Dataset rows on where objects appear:
···

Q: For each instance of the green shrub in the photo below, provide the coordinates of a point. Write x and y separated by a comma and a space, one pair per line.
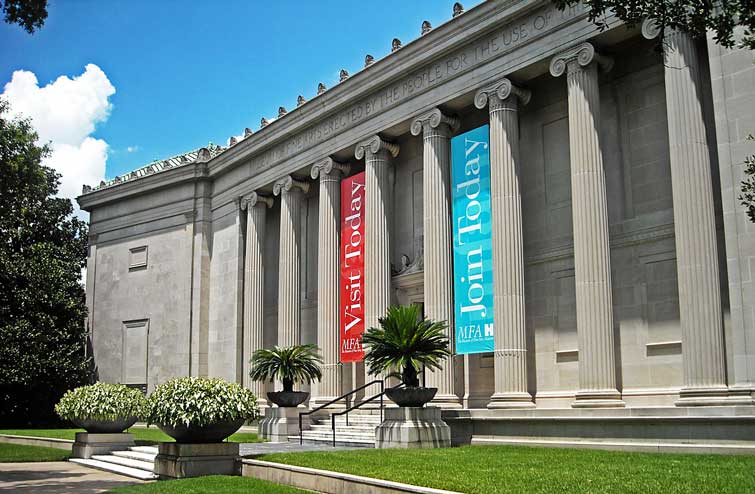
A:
102, 401
199, 401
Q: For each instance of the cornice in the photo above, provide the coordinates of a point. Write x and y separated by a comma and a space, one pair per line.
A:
472, 24
433, 119
374, 145
583, 54
325, 167
287, 183
188, 173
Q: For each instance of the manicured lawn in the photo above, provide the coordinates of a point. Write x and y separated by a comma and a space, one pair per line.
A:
10, 453
142, 435
213, 484
509, 469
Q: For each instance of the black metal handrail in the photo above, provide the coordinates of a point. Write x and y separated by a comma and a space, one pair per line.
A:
343, 397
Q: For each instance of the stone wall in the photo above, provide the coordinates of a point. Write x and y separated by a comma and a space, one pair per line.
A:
732, 74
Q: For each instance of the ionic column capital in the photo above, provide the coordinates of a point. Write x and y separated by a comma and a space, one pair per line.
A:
255, 199
576, 58
288, 182
434, 119
373, 146
650, 29
500, 91
327, 168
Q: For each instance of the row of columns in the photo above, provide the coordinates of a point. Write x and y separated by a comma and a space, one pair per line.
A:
699, 291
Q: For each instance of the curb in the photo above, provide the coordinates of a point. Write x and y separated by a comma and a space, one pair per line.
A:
328, 482
47, 442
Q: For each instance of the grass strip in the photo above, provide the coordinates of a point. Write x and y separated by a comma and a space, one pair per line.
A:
142, 435
211, 484
509, 469
16, 453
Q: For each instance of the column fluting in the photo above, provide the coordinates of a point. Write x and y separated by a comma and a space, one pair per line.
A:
328, 277
592, 254
377, 154
510, 356
289, 290
700, 311
436, 129
254, 286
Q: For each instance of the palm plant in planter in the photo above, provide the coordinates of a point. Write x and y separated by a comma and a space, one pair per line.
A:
406, 343
296, 363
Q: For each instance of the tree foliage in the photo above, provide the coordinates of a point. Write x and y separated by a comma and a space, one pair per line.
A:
747, 198
692, 16
29, 14
296, 363
405, 343
42, 301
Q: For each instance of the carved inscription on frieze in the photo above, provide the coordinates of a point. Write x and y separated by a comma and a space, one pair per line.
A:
501, 41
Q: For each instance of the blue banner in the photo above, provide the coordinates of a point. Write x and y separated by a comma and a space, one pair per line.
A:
473, 247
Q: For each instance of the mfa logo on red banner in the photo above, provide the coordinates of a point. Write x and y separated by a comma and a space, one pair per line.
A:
352, 268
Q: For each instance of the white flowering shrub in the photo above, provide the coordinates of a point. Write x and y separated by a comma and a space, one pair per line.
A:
102, 401
199, 401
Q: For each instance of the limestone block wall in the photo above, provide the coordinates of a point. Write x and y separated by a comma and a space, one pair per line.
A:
732, 76
226, 285
155, 296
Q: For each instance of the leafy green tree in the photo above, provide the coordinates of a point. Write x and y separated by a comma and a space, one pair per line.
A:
695, 17
42, 302
405, 343
747, 197
29, 14
296, 363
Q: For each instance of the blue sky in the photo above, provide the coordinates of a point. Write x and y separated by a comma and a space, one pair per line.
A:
189, 72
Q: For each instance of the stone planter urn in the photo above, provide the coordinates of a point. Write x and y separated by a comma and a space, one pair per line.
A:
210, 433
410, 396
101, 437
288, 398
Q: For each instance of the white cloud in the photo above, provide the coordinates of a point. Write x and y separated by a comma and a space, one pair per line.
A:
65, 113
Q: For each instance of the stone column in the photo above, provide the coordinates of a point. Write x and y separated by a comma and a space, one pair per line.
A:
289, 291
377, 154
254, 286
329, 277
592, 253
436, 129
694, 224
510, 357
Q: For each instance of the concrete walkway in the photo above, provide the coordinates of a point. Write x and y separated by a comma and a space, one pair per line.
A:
256, 449
57, 477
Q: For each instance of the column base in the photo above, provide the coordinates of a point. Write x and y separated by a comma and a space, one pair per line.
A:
406, 427
178, 461
605, 398
446, 401
279, 423
712, 396
511, 400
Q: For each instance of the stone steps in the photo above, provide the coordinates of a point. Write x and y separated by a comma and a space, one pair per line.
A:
135, 473
137, 462
126, 462
136, 456
359, 433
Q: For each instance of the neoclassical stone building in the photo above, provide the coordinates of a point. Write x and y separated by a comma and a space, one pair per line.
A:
623, 264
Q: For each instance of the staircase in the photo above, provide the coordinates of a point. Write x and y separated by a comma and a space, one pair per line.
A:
359, 433
137, 462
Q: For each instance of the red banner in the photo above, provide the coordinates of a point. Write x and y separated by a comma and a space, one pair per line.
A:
352, 268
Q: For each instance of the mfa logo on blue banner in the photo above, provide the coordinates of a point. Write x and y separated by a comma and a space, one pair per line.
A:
473, 247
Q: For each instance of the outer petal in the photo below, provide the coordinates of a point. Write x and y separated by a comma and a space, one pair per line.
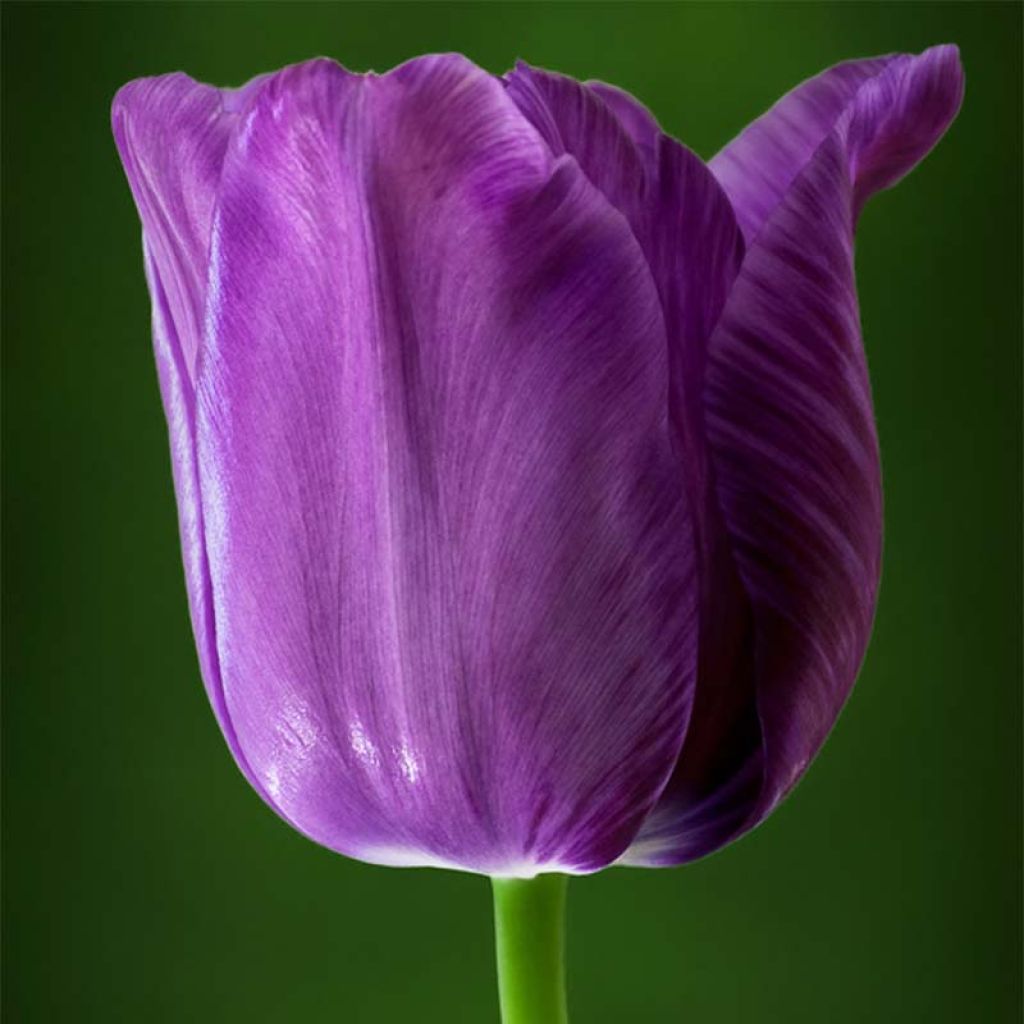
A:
794, 448
759, 166
172, 134
687, 230
452, 563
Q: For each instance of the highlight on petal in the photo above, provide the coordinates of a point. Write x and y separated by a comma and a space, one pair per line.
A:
172, 134
451, 554
794, 449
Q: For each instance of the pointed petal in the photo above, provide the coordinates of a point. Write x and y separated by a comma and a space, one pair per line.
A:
759, 166
171, 133
450, 551
795, 454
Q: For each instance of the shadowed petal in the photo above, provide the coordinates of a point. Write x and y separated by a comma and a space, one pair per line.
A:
172, 134
450, 549
758, 167
687, 230
795, 455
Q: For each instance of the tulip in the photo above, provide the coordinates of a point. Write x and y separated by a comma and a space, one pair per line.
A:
526, 471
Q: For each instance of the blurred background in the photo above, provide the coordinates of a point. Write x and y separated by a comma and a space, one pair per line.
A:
144, 881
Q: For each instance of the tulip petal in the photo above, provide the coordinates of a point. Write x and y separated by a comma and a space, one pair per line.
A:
688, 232
795, 454
759, 166
172, 134
451, 556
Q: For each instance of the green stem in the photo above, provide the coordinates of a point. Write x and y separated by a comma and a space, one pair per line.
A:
529, 933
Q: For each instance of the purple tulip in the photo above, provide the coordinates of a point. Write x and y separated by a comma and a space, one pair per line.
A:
525, 464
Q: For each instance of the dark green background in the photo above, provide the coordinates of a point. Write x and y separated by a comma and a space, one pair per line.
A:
144, 882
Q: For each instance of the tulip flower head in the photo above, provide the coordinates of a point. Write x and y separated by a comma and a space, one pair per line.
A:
525, 463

···

Exercise: Quote exactly what appears from the line containing "Q: For each instance of the green stem" through the final line of the listing above, including both of those lines.

Complete answer:
Q: For each instance of the green stem in the photo above, provide the coordinates of a point. Write x and y separated by a comma and a space, one pair per line.
A:
529, 933
Q: For each instance of the purple tulip in the photo above, provide the coordinates of a point. Write x and y separated by a comma and a space, one pair per line.
A:
525, 464
Q: For each instance of the dark green background in the photo above, provide the coordinates of a point. Write x and y separated by a comma and a space, one pair per line.
A:
144, 882
Q: For each instance of the tulip flower head in the photo above, provide the coordinates of a point. Write x and y separated by a comma and a space, one pair per line.
A:
525, 463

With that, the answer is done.